Read the data below line by line and copy each one with "belt" in it.

BEGIN

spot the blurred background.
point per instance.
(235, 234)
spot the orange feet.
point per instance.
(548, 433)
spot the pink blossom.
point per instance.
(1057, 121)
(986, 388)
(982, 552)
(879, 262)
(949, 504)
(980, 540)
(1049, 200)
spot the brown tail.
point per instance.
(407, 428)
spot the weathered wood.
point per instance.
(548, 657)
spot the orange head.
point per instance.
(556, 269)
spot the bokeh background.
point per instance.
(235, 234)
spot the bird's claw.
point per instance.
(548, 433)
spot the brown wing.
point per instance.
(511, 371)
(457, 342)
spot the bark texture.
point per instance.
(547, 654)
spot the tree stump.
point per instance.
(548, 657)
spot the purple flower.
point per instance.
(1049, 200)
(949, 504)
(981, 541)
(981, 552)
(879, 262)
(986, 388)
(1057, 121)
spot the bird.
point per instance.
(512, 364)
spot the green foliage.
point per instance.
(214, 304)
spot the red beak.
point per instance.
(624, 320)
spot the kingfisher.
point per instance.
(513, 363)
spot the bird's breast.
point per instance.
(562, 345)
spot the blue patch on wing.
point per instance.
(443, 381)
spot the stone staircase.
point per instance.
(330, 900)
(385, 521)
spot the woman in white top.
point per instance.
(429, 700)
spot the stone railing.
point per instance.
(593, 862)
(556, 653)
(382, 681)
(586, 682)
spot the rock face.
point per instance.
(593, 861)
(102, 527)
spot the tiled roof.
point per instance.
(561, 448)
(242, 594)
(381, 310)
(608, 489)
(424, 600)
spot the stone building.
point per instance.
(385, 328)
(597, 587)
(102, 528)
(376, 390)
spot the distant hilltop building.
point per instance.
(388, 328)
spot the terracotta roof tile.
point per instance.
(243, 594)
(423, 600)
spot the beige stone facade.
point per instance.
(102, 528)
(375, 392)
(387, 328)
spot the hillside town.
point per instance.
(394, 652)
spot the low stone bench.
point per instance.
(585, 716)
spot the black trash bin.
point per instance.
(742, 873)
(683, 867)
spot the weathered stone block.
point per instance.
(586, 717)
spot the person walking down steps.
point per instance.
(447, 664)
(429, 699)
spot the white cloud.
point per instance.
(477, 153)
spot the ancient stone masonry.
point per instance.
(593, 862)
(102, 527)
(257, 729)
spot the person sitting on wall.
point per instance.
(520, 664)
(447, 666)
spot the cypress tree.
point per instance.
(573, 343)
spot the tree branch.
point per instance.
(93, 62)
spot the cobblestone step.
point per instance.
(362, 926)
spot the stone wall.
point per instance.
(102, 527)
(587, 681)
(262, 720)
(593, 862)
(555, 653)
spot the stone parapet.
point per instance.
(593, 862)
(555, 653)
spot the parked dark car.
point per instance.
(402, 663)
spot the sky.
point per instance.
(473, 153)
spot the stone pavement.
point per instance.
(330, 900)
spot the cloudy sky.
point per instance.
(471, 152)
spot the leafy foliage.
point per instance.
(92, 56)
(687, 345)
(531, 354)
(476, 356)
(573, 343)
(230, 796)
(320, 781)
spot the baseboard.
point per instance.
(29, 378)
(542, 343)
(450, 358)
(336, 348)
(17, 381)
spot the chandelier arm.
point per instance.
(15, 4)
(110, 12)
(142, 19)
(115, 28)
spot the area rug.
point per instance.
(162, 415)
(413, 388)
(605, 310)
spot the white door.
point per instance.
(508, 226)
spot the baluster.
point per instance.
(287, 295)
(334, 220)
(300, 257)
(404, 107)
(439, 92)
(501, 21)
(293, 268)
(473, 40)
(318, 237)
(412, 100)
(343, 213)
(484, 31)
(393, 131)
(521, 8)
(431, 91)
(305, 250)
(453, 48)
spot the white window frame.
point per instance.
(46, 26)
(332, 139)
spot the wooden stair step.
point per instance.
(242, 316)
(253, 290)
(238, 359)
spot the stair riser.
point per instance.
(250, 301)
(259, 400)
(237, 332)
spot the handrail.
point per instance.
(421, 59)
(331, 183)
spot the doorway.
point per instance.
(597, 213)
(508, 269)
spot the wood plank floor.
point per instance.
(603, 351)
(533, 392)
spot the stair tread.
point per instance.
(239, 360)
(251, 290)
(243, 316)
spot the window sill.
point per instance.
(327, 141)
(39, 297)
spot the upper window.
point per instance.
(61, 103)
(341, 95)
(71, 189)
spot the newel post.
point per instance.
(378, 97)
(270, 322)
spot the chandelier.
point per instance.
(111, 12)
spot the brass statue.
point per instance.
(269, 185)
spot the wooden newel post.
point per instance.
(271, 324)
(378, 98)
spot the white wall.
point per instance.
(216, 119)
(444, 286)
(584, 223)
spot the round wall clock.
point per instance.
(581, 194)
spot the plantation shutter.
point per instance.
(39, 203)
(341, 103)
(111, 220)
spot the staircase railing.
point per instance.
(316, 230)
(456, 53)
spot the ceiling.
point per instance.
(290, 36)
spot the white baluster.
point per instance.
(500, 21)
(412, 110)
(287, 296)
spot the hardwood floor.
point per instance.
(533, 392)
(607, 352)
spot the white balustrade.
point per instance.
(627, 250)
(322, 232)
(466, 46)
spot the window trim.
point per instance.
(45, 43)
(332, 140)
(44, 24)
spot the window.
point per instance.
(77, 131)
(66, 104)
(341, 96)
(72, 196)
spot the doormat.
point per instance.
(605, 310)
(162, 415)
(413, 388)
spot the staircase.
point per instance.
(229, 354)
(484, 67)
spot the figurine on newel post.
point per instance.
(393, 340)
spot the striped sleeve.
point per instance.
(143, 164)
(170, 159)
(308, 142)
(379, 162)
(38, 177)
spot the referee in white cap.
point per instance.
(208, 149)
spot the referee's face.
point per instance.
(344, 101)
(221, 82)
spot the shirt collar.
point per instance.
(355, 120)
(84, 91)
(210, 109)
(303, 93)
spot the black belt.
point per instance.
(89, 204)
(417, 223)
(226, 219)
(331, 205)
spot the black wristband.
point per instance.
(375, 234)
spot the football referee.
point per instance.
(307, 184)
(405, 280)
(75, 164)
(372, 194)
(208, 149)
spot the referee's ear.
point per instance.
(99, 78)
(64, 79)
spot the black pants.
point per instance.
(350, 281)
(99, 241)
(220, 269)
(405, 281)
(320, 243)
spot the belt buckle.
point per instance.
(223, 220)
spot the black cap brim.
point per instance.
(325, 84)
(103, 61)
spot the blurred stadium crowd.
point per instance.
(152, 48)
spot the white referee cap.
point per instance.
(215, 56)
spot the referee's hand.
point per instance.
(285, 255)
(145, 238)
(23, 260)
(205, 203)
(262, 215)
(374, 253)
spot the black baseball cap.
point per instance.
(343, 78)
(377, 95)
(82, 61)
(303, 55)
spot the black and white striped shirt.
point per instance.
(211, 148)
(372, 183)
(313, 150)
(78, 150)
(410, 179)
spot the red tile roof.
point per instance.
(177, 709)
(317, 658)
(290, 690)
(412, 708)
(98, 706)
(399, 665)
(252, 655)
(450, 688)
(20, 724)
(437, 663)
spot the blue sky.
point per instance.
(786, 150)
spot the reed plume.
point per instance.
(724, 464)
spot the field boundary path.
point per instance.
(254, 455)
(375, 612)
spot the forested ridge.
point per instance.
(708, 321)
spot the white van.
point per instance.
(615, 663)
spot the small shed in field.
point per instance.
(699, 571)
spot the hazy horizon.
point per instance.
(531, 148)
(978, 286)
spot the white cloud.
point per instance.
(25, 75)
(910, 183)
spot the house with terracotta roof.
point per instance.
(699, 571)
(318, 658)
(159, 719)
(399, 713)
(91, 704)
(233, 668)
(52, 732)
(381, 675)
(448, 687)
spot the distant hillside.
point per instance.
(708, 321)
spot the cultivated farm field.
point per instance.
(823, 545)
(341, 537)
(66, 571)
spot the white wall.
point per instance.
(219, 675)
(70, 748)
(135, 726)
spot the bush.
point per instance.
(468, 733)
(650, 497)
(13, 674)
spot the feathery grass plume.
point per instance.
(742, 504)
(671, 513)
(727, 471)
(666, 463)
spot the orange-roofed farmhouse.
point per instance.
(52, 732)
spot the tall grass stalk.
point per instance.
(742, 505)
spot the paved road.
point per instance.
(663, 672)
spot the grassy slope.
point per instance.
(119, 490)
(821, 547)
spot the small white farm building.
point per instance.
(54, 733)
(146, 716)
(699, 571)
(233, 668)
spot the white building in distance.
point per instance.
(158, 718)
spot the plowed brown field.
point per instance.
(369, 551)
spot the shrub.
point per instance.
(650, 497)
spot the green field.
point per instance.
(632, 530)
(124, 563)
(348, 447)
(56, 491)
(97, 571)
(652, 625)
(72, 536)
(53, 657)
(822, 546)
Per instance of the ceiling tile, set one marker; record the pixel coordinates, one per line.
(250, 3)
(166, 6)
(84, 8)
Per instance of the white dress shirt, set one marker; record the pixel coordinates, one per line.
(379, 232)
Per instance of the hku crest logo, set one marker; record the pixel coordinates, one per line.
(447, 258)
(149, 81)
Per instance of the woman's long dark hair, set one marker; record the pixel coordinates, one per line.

END

YOUR RESPONSE:
spot the black belt.
spot the belt buckle.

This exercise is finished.